**DESCRIPTION OF THE TASK**
The listing below holds a line with "box: [504, 378, 522, 395]" and a later line with "positive clicks: (284, 170)". Write out those two lines and every line between them, exactly, and nothing else.

###

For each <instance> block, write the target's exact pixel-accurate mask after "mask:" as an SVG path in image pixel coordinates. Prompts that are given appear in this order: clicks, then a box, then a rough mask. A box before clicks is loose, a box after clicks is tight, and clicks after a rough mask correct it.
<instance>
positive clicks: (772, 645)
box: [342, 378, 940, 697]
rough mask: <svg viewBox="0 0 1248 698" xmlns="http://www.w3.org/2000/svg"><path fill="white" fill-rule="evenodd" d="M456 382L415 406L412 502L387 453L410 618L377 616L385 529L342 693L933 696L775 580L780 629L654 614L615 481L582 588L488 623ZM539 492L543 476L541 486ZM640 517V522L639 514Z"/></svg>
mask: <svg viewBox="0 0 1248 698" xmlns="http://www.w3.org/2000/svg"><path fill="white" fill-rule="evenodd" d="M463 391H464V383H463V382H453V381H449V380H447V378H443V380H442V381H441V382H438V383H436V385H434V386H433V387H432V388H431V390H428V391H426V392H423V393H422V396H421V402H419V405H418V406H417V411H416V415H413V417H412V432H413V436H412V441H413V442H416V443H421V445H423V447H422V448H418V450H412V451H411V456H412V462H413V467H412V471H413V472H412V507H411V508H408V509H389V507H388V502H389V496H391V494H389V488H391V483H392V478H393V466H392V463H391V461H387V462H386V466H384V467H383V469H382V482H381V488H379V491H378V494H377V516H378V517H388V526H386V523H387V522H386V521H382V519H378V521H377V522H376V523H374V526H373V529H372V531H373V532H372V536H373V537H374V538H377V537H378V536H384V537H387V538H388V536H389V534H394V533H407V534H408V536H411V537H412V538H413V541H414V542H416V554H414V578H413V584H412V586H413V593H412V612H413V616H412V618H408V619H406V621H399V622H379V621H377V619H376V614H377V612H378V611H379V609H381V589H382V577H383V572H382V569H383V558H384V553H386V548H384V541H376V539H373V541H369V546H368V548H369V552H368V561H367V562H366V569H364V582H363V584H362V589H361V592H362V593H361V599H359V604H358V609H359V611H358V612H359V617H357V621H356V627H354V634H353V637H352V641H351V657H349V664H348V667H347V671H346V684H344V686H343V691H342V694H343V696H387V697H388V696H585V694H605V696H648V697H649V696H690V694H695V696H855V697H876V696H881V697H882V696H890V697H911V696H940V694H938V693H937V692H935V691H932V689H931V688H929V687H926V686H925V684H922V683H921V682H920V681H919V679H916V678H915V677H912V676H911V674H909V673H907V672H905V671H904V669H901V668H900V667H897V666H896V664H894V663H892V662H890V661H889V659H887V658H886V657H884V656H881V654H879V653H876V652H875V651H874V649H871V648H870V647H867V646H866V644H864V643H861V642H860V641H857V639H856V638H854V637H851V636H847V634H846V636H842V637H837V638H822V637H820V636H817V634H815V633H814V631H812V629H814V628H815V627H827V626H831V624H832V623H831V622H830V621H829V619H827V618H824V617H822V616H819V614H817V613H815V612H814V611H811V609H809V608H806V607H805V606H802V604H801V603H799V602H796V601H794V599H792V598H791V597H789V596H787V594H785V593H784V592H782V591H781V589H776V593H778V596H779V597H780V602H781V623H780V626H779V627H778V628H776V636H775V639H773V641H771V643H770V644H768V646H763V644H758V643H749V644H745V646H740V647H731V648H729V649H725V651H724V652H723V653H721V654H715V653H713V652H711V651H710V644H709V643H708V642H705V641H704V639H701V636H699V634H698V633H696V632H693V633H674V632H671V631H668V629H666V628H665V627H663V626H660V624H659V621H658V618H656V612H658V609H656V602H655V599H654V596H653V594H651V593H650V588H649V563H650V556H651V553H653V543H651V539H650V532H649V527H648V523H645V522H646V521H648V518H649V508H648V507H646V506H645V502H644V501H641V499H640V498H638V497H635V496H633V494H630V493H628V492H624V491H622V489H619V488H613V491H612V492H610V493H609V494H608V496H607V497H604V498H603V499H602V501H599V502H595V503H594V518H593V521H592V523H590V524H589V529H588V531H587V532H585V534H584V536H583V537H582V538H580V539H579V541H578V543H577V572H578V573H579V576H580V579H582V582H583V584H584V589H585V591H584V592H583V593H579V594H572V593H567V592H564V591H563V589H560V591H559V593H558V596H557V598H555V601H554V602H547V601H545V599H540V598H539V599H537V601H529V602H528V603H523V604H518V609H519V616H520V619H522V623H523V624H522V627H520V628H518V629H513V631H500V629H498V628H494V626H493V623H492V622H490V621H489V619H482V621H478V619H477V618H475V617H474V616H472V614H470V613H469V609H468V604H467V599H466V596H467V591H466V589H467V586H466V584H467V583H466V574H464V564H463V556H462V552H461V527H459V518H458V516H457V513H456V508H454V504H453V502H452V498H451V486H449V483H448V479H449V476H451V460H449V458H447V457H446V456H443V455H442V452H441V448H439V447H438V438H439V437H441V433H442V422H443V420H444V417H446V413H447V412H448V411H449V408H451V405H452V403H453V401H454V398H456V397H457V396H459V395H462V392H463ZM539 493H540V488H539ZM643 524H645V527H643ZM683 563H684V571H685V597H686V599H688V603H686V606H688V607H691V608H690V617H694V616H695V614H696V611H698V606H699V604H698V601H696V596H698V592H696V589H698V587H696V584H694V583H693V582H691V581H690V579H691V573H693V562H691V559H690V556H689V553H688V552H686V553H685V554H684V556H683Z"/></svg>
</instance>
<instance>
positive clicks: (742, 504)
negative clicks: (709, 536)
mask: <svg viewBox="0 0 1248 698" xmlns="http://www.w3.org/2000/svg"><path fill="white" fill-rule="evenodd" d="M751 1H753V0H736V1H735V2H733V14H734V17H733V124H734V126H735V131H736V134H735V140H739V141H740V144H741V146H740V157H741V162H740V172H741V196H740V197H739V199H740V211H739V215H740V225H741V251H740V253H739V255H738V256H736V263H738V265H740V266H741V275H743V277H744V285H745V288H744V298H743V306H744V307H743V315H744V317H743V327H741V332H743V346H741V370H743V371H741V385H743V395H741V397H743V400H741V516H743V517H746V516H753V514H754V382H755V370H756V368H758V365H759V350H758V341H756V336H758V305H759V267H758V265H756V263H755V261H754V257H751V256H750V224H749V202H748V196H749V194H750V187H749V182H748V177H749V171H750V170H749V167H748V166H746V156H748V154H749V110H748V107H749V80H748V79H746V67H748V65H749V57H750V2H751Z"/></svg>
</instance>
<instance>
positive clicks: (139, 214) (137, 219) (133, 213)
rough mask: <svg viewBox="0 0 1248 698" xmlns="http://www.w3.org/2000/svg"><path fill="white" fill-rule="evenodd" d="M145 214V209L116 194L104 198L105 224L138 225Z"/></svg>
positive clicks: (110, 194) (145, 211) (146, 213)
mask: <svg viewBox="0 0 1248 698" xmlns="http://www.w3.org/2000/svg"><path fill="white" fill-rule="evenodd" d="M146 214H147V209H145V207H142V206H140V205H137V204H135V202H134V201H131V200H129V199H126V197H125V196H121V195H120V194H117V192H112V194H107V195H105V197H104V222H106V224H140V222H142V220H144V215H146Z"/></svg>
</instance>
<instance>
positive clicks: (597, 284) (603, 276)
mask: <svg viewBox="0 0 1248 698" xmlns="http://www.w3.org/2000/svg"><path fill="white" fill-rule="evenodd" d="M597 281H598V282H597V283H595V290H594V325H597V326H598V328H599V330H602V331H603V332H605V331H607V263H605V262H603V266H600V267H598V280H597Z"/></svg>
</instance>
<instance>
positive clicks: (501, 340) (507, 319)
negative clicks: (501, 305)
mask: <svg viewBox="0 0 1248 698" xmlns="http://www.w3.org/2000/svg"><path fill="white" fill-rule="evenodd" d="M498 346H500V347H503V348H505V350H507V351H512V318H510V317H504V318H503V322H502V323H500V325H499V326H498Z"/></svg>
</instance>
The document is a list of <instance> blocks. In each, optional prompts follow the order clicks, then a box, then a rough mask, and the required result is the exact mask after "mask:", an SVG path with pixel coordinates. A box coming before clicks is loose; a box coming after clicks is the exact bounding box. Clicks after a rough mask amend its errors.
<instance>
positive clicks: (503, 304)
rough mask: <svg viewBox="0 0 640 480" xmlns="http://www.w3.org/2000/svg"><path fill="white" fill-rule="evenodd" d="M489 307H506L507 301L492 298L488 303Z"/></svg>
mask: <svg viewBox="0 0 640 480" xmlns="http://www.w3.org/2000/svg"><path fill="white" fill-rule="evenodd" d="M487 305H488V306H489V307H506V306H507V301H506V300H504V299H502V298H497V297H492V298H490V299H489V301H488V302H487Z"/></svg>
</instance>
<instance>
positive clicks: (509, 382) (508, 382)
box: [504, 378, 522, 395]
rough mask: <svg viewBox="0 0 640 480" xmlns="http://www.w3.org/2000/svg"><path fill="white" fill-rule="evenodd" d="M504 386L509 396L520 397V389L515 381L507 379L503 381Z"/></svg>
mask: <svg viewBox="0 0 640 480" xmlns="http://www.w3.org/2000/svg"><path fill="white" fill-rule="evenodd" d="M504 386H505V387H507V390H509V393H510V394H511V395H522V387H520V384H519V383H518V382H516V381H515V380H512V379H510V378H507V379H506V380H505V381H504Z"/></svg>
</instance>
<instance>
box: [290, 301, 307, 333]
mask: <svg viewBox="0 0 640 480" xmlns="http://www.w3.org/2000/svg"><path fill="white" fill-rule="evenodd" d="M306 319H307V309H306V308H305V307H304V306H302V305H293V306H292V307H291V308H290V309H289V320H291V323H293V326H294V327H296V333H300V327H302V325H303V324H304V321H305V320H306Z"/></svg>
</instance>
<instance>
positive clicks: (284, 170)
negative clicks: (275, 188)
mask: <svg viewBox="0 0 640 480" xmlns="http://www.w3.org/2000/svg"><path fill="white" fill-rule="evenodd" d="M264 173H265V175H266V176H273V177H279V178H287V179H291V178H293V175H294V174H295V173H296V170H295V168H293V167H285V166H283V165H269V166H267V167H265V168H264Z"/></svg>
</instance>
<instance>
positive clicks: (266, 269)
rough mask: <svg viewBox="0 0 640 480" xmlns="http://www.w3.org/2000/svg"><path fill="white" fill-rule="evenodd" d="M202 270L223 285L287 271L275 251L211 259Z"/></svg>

###

**OUTPUT OF THE TASK**
box: [504, 378, 522, 395]
rough mask: <svg viewBox="0 0 640 480" xmlns="http://www.w3.org/2000/svg"><path fill="white" fill-rule="evenodd" d="M504 386L509 396L520 397V389L515 381L507 379L503 381Z"/></svg>
mask: <svg viewBox="0 0 640 480" xmlns="http://www.w3.org/2000/svg"><path fill="white" fill-rule="evenodd" d="M504 386H505V387H507V390H509V393H510V394H511V395H522V387H520V384H519V383H518V382H516V381H515V380H512V379H510V378H507V379H506V380H505V381H504Z"/></svg>
</instance>
<instance>
box: [290, 301, 307, 333]
mask: <svg viewBox="0 0 640 480" xmlns="http://www.w3.org/2000/svg"><path fill="white" fill-rule="evenodd" d="M306 319H307V309H306V308H305V307H304V306H302V305H293V306H292V307H291V308H290V309H289V320H291V323H293V326H294V327H296V333H300V327H302V325H303V324H304V321H305V320H306Z"/></svg>
</instance>
<instance>
positive clicks: (284, 170)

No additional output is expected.